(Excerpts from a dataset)
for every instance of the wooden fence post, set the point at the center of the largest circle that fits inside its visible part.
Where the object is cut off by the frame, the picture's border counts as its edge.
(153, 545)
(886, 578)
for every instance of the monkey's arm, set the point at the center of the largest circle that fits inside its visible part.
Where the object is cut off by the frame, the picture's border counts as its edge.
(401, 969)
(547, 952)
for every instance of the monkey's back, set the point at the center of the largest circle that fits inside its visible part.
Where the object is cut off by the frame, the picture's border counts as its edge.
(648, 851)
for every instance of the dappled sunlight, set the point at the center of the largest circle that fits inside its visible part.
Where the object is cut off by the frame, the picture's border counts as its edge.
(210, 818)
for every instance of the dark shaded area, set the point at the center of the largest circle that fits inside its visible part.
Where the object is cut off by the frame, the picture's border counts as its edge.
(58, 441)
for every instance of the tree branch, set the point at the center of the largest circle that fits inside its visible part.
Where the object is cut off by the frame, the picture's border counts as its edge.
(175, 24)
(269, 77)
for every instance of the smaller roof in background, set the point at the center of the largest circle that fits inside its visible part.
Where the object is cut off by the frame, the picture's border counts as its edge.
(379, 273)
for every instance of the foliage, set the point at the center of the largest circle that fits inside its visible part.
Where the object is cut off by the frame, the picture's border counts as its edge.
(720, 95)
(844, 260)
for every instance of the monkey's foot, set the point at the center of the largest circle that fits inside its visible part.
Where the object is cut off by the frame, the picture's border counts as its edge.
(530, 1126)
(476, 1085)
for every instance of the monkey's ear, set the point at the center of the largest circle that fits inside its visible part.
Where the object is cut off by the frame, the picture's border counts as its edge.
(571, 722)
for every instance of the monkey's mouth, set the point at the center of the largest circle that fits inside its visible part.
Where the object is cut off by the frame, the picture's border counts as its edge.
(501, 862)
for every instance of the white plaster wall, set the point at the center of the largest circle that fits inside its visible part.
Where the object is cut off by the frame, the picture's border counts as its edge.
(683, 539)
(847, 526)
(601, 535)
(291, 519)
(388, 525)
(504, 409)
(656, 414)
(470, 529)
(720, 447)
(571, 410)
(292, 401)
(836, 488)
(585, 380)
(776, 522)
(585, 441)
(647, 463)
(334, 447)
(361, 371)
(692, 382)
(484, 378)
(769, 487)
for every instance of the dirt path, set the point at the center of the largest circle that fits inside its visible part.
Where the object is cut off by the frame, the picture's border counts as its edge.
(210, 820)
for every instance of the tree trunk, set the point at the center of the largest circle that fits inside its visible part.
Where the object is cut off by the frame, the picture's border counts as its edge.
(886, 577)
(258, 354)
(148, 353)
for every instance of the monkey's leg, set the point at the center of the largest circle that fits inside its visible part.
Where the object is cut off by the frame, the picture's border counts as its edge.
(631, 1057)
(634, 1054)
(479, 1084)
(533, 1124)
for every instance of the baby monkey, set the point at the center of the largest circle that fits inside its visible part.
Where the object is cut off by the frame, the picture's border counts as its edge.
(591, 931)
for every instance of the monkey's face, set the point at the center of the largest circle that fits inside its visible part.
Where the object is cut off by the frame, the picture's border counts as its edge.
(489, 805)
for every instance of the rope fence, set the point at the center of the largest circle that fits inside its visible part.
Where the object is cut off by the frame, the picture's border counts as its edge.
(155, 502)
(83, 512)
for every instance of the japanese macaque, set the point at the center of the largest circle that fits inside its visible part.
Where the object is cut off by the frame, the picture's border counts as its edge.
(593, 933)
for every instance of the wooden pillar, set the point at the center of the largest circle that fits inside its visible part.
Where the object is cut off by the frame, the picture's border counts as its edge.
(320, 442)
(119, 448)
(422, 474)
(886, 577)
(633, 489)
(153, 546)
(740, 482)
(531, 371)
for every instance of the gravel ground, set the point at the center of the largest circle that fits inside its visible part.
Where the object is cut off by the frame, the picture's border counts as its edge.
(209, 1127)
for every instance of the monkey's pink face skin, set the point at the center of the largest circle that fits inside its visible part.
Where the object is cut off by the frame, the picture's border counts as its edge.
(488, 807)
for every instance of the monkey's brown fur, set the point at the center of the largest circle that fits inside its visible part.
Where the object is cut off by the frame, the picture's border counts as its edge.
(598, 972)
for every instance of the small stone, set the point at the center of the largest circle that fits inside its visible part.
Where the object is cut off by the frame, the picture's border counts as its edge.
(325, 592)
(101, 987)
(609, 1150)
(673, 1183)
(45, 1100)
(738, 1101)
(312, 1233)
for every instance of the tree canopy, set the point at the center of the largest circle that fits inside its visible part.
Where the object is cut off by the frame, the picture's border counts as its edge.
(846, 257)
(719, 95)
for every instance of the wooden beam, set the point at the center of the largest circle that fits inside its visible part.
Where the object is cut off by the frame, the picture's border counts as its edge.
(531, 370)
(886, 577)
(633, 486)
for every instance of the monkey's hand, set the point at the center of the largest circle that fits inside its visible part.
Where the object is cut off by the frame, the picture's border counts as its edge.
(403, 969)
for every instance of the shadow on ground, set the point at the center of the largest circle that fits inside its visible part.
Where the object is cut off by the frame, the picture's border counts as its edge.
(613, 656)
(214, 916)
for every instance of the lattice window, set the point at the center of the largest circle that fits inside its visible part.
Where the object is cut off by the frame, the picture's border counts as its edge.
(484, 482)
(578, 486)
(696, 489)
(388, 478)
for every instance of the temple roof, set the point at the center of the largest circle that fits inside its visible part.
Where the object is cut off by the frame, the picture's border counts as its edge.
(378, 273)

#### [What the task asks]
Using the data above, extract exactly the lines from the one that holds "for every instance of the monkey's mouth, set" to the one that holds "for every instance of the dirt", both ends included, and no others.

#### [Answer]
for every instance of the monkey's mouth, set the point at the center of the largest circle that fits inside its visible part.
Where the object is cut off by the frame, the picture's border counts as its edge.
(501, 862)
for every instance of the white plaster wall, set the point at the center of the largest circle that fits inside its visible part.
Where the object is cut off by the frame, the picture's border counts as its edge.
(683, 539)
(847, 526)
(601, 535)
(291, 519)
(388, 525)
(504, 409)
(656, 414)
(470, 529)
(720, 447)
(571, 410)
(292, 401)
(836, 488)
(585, 380)
(776, 522)
(585, 441)
(647, 463)
(334, 447)
(361, 371)
(692, 382)
(484, 378)
(769, 487)
for every instance of the dirt path, set the point at the center of the largest circle that fits inside its visible part.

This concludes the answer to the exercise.